## To do
1/ Please rewrite the part of the partial-fraction thread below that opens with the words containing "(3x-2)/(x-3)(x+1) = 7/(4(x-3))" and closes with "A/(x-3) + B/(x+1)", using "combination" in place of "sum or difference".
2/ For each statement, tell whether it agrees with the partial-fraction thread below, answering yes or no and quoting the words that decide it: (a) the first post puts x = 3 into equation (1), (b) the first post next puts x = 0 into equation (1), (c) the second post writes the ratio as a product of two ratios.

## Given passage
-------------------------

# Write as an addition of 2 irreducible fractions (3x-2)/(x-3)(x+1)

neela | Student

Let (3x-2/(x-3)(x+1) = A/(x-3)+B/(x+1) .The right side is the sum of two irreduces fractions We decide A and B, as follows:

Multiply both sides by  (x-3) and (x+1) . Then we get:

3x-2 = A(x+1)+B(x-3)........................(1)

Put x = 3 in (1):

3*3-2  = A(3+1) +B*0

7  = 4A.

x = 7/4.

Now put x=-1 in (1):

3(-1)-2 = A*0+B(-1-3)

-3-2 = -4B.

4B = 5

B = 5/4 = 5/4.

Therefore A = 7/4 and B = 5/2

(3x-2)/(x-3)(x+1) = 7/(4(x-3)) + 5/(4(x+1))

giorgiana1976 | Student

We'll write the ratio as a sum or difference of 2 irreducible ratios in this way:

(3x-2)/(x-3)(x+1) = A/(x-3) + B/(x+1)

-------------------------

## Supplied data
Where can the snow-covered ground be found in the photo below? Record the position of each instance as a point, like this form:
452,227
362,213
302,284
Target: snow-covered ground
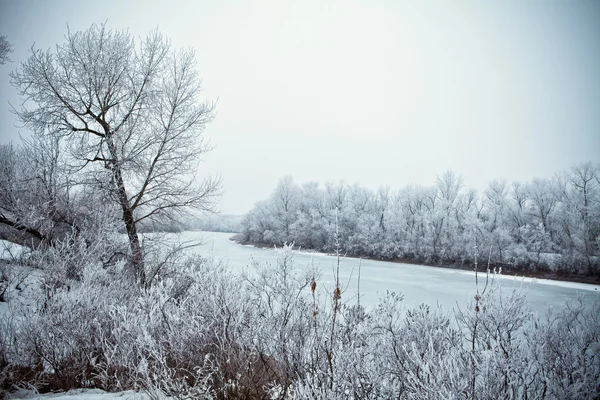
87,394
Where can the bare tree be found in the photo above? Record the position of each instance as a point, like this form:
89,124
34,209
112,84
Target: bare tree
129,113
5,48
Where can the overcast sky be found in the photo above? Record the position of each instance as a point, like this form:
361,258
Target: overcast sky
383,93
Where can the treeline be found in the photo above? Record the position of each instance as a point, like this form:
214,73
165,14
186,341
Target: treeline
211,222
551,224
202,332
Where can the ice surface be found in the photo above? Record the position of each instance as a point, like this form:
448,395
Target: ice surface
419,284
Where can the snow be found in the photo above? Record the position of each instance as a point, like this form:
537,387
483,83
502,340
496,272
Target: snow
84,394
419,284
10,251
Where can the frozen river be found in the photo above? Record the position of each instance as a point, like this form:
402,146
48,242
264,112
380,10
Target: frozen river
418,284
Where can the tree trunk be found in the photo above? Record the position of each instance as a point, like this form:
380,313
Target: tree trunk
137,257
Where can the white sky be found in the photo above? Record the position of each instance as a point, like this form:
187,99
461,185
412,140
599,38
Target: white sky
384,93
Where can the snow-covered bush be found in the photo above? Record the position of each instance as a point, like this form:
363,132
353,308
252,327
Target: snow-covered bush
280,332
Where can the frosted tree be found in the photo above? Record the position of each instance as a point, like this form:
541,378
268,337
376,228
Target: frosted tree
129,113
5,49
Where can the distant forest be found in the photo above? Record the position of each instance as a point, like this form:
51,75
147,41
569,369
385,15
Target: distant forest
546,224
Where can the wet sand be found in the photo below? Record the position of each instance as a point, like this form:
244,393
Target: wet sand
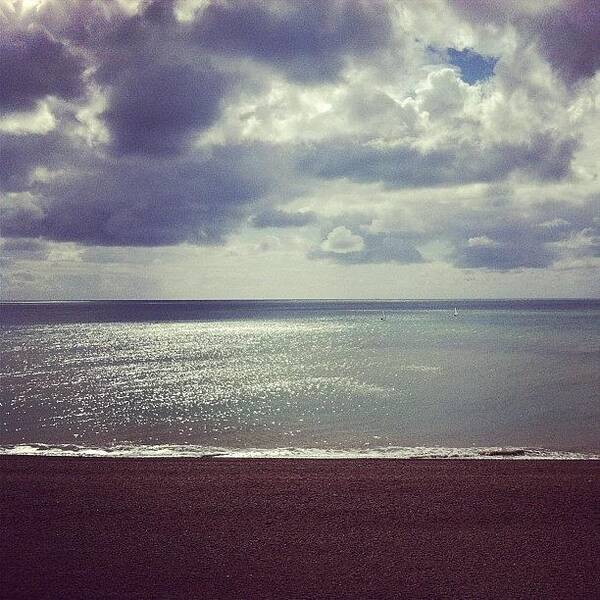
249,529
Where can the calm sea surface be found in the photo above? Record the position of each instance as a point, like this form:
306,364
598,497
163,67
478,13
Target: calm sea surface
301,378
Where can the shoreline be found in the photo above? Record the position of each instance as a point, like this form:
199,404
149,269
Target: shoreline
304,528
193,451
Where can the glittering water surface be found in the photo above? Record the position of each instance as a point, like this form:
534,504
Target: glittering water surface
326,378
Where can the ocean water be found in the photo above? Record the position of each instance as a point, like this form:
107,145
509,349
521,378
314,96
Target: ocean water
324,379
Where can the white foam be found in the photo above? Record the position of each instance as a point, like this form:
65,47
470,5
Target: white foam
390,452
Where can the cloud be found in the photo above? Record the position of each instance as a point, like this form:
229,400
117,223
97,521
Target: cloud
345,247
341,241
142,202
279,218
34,66
566,31
135,128
155,110
404,165
309,41
473,66
24,249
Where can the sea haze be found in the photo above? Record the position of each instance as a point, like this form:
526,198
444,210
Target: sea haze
302,378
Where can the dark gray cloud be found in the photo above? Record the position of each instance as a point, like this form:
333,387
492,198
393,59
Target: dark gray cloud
543,157
155,110
144,202
504,256
279,218
33,65
161,88
308,40
24,249
567,34
375,248
19,155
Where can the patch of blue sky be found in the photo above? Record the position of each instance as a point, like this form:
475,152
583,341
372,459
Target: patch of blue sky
473,67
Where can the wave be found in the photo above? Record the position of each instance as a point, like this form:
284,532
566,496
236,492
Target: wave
194,451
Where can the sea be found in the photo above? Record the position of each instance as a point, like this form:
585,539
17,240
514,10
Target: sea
493,379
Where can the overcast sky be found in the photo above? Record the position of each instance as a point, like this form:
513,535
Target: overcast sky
299,149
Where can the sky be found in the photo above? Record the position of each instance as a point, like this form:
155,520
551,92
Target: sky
186,149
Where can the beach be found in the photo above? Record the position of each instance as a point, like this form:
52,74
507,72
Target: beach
223,528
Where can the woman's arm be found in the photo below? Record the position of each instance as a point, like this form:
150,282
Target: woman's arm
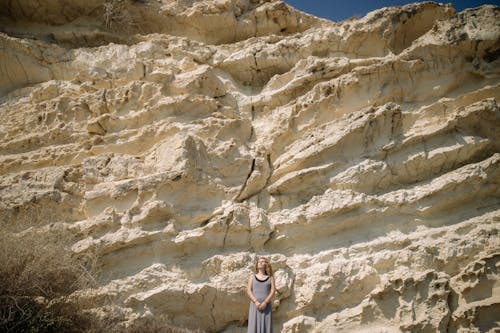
249,291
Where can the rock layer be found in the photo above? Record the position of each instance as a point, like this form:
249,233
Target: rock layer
181,139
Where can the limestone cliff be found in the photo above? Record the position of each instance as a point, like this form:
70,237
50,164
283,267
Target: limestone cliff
181,139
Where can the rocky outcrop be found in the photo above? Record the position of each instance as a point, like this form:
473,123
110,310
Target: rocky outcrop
181,139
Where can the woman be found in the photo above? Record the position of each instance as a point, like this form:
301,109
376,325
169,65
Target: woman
261,290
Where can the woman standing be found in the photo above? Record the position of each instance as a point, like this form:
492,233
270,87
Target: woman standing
261,290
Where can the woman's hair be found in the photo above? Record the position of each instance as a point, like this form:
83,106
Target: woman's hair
269,269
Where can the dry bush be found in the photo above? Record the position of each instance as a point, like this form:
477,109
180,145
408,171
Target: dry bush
37,274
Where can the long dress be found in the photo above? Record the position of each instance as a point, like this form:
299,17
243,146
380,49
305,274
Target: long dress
260,321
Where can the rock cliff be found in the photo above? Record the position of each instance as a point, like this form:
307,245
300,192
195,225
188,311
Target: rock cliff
181,139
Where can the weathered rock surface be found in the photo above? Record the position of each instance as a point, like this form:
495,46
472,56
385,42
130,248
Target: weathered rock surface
181,139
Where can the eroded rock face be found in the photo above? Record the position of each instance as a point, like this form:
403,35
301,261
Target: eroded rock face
181,139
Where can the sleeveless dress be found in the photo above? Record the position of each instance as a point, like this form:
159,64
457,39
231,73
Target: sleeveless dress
260,322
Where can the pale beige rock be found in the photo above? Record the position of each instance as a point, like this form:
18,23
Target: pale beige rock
180,140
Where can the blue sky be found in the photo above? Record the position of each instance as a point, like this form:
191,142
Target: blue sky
338,10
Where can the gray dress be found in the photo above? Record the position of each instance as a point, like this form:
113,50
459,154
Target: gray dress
260,322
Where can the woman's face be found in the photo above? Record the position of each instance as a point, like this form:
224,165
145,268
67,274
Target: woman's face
261,264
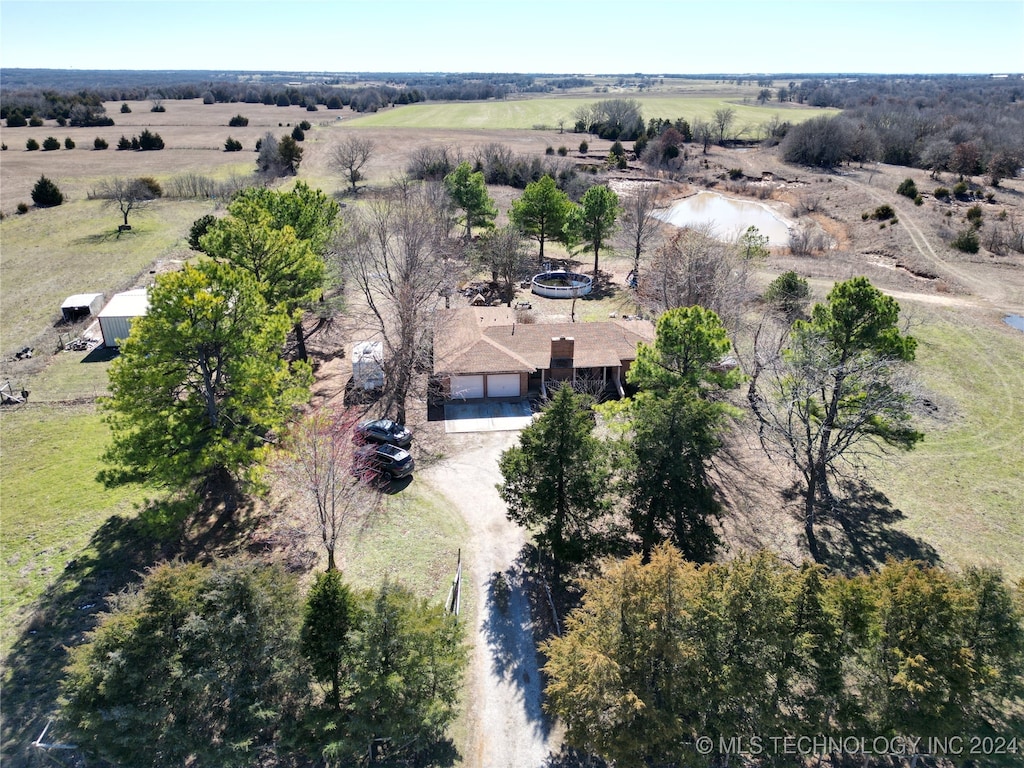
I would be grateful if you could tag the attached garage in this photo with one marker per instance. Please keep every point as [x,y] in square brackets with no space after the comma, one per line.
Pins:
[467,387]
[504,385]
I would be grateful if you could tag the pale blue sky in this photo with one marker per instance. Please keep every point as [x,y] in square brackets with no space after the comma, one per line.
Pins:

-------------------------

## Exercise answers
1/
(3x-2)/(x-3)(x+1) = 7/(4(x-3)) + 5/(4(x+1))

giorgiana1976 | Student

We'll write the ratio as a combination of 2 irreducible ratios in this way:

(3x-2)/(x-3)(x+1) = A/(x-3) + B/(x+1)

2/
(a) Yes: "Put x = 3 in (1):"
(b) No: "Now put x=-1 in (1):"
(c) No: "as a sum or difference of 2 irreducible ratios"